**TASK PROMPT**
Copy the text of every item below word for word, and leave the pictures out of your answer.

— BEGIN MATERIAL SHOWN —

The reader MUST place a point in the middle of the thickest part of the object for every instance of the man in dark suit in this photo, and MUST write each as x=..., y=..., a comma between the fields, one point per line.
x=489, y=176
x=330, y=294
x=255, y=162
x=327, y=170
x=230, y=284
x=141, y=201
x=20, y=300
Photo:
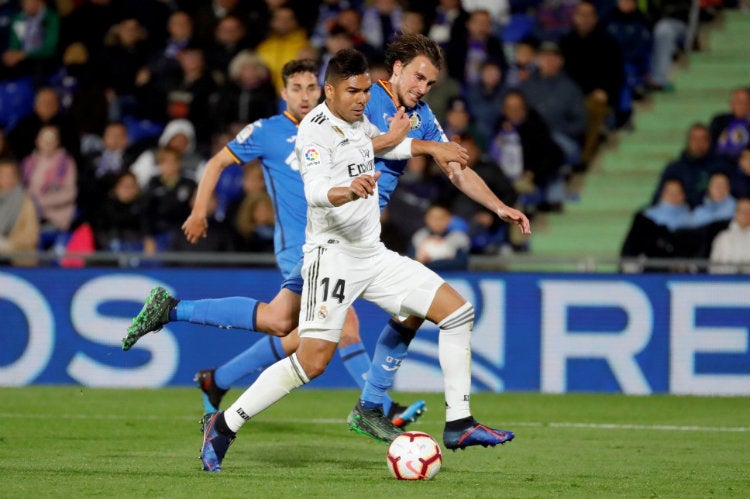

— END MATERIAL SHOWN —

**RESULT BELOW**
The reader MUST place a point in the middle of the thickest part of the object for every instance of the man in dark suit in this photo, and MUST write each as x=..., y=..., a comma between the fields, one point per line.
x=489, y=176
x=330, y=294
x=255, y=162
x=327, y=170
x=230, y=284
x=141, y=201
x=20, y=300
Photo:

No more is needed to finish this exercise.